1. Эскироль. У истоков научной психиатрии стоит внушительная фи­гура Жана Этьена Доминика Эскироля (1772—1840)^ Его воззрения и наблюдения определили развитие психиатрии на несколько десятиле­тий вперед. Он был прежде всего великолепным мастером описаний и тонким наблюдателем; он жил среди своих пациентов. Именно он зало­жил основы общепринятой статистики, при которой учитываются такие показатели, как возраст, пол, зависимость от времени года, смертность и т. п. Именно он открыл ряд закономерностей, которые поныне счита­ются неоспоримыми: чередование ремиссий и интермиссий, значение веса тела (потеря веса при острых психозах, увеличение веса при выздо­ровлении, плохой прогноз для случаев, когда увеличение веса тела не сопровождается улучшением психического состояния). Эскироль был директором крупной психиатрической больницы в Шарантоне (Charenton) близ Парижа.

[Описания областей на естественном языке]
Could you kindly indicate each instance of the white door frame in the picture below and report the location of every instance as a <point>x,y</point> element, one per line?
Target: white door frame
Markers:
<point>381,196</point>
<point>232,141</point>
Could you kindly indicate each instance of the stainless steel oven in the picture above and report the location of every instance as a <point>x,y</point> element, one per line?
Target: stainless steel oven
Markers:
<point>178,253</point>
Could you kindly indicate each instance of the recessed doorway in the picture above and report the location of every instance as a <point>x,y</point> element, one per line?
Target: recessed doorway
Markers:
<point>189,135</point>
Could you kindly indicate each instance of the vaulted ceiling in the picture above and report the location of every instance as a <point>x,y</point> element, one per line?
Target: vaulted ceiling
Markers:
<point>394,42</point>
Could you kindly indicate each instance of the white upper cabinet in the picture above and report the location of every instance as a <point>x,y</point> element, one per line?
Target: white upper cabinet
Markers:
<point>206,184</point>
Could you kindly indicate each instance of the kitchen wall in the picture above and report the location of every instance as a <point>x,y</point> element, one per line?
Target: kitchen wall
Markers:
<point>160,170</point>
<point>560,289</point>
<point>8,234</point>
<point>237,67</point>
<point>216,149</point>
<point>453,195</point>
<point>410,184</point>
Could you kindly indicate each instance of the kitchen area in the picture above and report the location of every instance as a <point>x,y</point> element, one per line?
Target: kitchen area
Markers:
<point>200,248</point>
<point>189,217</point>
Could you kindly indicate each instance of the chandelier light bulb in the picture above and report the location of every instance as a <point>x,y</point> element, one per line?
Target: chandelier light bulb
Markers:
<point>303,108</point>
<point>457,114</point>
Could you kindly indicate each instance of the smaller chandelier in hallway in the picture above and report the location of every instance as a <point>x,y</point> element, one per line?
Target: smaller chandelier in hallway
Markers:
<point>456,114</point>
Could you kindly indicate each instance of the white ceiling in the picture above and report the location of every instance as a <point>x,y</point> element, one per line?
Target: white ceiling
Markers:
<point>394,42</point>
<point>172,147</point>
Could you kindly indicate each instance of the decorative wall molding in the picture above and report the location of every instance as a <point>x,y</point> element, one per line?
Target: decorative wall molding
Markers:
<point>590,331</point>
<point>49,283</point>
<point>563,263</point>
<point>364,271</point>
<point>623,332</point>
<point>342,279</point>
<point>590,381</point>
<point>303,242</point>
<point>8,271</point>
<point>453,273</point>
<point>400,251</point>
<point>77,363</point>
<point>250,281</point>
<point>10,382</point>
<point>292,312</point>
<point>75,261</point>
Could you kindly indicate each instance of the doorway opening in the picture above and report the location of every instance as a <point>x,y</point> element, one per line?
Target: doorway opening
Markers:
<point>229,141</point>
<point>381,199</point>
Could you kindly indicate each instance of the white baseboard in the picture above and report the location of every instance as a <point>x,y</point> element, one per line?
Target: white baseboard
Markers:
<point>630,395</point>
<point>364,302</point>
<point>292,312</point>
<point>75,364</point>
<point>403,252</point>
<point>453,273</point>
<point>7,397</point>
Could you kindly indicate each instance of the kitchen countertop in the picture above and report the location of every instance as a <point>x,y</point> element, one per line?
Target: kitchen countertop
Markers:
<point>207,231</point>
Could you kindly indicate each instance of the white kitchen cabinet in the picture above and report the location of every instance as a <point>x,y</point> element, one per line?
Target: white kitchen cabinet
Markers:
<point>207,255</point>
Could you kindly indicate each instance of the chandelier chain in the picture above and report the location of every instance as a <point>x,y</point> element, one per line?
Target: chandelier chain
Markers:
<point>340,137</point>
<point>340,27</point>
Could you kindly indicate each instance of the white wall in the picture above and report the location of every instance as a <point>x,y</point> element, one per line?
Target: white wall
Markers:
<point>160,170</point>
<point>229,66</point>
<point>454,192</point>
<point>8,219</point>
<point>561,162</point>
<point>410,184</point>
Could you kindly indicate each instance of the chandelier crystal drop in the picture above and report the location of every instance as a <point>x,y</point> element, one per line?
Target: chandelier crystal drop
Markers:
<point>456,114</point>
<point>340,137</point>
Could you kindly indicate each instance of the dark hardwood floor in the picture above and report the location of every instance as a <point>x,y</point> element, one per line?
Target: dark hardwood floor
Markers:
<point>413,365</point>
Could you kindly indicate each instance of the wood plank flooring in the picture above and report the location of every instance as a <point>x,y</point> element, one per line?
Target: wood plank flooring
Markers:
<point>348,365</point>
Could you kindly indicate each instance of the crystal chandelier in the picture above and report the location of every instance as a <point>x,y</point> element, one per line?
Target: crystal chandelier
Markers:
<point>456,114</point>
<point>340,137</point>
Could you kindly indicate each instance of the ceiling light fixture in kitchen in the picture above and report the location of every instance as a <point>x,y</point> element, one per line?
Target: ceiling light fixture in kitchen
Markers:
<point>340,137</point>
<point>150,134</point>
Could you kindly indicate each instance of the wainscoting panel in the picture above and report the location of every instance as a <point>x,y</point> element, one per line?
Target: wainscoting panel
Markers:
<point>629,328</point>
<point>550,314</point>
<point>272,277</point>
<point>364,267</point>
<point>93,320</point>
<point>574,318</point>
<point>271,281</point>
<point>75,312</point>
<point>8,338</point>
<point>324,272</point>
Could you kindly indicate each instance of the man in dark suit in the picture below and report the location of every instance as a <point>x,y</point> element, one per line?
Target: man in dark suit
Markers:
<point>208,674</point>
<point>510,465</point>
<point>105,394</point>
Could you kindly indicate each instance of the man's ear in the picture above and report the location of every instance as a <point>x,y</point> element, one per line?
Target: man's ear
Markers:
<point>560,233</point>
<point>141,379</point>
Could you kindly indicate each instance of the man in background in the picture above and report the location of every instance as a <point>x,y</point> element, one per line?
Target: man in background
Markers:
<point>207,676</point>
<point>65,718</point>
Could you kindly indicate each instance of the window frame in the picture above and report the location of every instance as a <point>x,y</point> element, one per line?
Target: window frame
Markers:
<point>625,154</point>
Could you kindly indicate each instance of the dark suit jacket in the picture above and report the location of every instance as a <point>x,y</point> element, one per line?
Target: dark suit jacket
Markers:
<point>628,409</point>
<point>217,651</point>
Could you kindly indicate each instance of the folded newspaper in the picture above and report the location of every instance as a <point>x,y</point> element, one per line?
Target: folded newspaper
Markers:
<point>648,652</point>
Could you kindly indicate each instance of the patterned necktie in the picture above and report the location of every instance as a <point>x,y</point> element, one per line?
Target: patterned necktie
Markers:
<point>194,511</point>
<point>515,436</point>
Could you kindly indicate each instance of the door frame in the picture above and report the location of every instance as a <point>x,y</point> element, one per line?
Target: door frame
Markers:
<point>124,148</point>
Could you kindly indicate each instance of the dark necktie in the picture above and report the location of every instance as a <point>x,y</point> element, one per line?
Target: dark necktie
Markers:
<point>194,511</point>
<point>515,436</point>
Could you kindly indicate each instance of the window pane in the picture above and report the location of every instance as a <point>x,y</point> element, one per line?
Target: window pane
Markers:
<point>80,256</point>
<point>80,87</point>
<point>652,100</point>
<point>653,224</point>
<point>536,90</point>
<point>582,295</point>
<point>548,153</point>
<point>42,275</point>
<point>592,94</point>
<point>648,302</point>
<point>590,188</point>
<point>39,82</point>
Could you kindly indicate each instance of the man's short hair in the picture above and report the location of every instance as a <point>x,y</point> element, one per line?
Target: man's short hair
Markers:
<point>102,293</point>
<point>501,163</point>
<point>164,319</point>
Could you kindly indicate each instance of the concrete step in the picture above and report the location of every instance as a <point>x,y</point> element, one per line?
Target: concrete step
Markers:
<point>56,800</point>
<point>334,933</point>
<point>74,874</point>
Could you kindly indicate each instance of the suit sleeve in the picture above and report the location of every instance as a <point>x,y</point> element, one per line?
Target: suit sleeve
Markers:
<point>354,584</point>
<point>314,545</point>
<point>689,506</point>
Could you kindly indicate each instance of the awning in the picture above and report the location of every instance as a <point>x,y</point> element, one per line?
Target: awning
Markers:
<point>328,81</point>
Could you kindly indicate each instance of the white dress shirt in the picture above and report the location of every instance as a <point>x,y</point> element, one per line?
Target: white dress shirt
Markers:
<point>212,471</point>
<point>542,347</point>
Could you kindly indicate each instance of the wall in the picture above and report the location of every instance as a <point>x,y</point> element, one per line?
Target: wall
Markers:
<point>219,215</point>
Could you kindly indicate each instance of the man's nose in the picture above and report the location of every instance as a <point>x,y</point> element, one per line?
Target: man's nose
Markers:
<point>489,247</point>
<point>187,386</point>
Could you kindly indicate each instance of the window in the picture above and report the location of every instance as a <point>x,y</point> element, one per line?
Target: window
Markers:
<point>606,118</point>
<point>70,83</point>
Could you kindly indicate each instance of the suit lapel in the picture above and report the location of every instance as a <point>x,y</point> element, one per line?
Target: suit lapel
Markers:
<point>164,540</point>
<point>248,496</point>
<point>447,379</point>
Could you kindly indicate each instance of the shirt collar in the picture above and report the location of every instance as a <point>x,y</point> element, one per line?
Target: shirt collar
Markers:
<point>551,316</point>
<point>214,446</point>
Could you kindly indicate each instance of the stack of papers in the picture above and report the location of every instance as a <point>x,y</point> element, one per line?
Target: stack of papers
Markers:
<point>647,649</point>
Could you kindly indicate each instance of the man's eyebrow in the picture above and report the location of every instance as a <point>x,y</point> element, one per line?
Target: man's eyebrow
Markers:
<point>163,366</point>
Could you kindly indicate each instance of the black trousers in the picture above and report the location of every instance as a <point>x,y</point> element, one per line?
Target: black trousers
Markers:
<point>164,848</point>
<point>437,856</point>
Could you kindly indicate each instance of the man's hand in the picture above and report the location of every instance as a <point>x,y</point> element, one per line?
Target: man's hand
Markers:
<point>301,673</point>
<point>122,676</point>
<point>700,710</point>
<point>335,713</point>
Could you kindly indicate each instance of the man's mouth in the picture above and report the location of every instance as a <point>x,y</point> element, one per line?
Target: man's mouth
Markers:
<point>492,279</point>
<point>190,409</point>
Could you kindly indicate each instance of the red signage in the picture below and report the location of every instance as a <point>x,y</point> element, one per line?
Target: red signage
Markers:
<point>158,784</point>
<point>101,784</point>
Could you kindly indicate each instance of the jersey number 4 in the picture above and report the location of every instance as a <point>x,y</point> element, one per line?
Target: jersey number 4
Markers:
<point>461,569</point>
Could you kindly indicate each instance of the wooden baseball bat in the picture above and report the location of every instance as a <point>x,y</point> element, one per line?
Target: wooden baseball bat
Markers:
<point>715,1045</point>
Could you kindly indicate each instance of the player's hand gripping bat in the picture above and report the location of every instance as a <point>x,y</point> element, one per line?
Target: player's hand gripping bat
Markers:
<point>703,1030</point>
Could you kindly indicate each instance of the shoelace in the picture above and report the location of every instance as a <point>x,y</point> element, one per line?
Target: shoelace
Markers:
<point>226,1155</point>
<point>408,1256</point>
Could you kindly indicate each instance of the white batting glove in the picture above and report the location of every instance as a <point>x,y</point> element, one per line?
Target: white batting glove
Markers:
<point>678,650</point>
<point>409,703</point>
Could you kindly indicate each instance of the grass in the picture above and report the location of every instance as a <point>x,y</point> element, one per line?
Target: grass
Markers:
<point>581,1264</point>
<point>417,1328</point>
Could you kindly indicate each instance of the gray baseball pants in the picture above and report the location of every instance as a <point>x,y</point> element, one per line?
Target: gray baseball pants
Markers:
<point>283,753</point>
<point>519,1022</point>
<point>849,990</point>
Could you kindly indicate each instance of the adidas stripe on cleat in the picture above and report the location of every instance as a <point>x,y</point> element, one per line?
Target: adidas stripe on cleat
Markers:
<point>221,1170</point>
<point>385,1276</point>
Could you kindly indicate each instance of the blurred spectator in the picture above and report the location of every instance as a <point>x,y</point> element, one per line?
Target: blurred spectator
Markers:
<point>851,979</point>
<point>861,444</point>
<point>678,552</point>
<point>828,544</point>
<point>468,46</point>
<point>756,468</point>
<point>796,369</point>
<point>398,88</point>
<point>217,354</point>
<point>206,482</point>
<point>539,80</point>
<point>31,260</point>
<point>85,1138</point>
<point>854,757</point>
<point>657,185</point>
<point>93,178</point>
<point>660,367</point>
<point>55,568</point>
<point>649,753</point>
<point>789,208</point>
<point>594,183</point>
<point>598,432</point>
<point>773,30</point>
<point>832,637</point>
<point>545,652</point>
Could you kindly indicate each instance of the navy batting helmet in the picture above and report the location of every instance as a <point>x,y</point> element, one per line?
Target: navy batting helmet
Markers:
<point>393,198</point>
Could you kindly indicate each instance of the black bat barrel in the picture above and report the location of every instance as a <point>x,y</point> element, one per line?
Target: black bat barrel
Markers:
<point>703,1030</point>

РАБОТА С МАТЕРИАЛОМ:
• a. Перечислите показатели статистики, которые называет текст об Эскироле.
• b. Продолжите текст об Эскироле, начав сразу после его последнего предложения.

РЕЗУЛЬТАТЫ ЗАДАНИЙ:
• a. Возраст, пол, зависимость от времени года, смертность.

• b.
Дальнейшее развитие науки мы будем рассматривать не в хроноло­гическом порядке, а путем сравнения некоторых противопоставленных друг другу и отчасти взаимно пересекающихся — тенденций.

2. Описательная и аналитическая тенденции. Оппозиция этих двух направлений существовала на протяжении всей истории психиатрии. Сторонники описательной тенденции — Эскироль, Гризингер, Крепелин, наиболее известные аналитики — Шпильман, Нойман, Вернике.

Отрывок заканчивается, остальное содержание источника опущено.